## What the task asks
Rescale the records below: reproduce every line, requests included but pictures omitted, and multiply each point coordinate in the answers by 2.25, rounding to whole numbers with halves going up. Leave all numbers in the requests and their format samples unchanged.

— begin Given entries —

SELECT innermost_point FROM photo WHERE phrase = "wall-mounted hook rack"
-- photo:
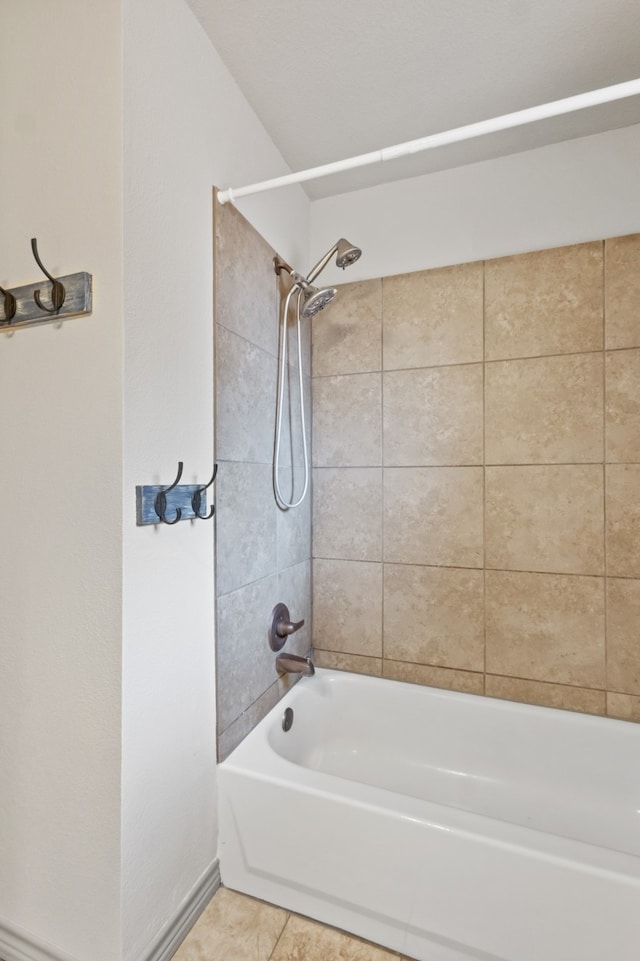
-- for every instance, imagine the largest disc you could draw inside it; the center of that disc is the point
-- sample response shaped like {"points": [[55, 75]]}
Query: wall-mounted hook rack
{"points": [[71, 296], [159, 504], [58, 292]]}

— end Given entries —

## The output
SELECT innermost_point FROM photo WHERE phrase = "wall-mounted hook rack"
-- photo:
-- for every instance, imagine the largest disc you could draw inside it; the center of that disc is the point
-- sample response shaped like {"points": [[55, 75]]}
Query: wall-mounted hook rack
{"points": [[160, 666], [358, 1134], [131, 657]]}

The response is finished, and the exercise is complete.